Task details: Copy the listing below word for word, keeping every line and coordinate unchanged.

□ □ □ □ □ □ □

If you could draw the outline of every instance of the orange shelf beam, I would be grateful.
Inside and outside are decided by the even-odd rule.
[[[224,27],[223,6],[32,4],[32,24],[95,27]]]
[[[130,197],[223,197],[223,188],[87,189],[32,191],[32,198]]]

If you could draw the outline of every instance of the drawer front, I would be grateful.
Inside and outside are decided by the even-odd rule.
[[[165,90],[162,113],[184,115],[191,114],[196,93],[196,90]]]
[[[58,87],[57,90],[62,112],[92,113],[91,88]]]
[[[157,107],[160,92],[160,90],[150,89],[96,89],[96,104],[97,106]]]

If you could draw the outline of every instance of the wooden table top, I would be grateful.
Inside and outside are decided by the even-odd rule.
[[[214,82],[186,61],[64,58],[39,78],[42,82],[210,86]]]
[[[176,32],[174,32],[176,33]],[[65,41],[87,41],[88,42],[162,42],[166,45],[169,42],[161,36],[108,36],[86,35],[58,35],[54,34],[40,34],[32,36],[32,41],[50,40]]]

□ □ □ □ □ □ □

Answer to the exercise:
If you could draw the outline of every instance of the orange shelf beam, I would be grateful.
Inside and outside are decided by the even-odd rule.
[[[224,27],[223,6],[32,4],[32,24],[95,27]]]
[[[130,197],[223,197],[223,188],[87,189],[32,191],[32,198]]]

If you could draw the outline of every instance of the drawer front, I would be grateful.
Inside and outside are decided by the even-odd rule.
[[[165,90],[162,113],[184,115],[191,114],[196,93],[196,90]]]
[[[58,87],[57,90],[62,112],[92,113],[91,88]]]
[[[157,107],[160,92],[160,90],[150,89],[96,89],[96,104],[97,106]]]

If you could draw the outline of every instance of the wooden table top, I would be grateful.
Inside and outside are decided by the even-odd rule.
[[[214,82],[186,61],[64,58],[39,78],[42,82],[210,86]]]
[[[176,32],[174,32],[176,33]],[[65,41],[87,41],[88,42],[162,42],[166,45],[169,42],[161,36],[108,36],[86,35],[58,35],[54,34],[40,34],[32,36],[32,41],[50,40]]]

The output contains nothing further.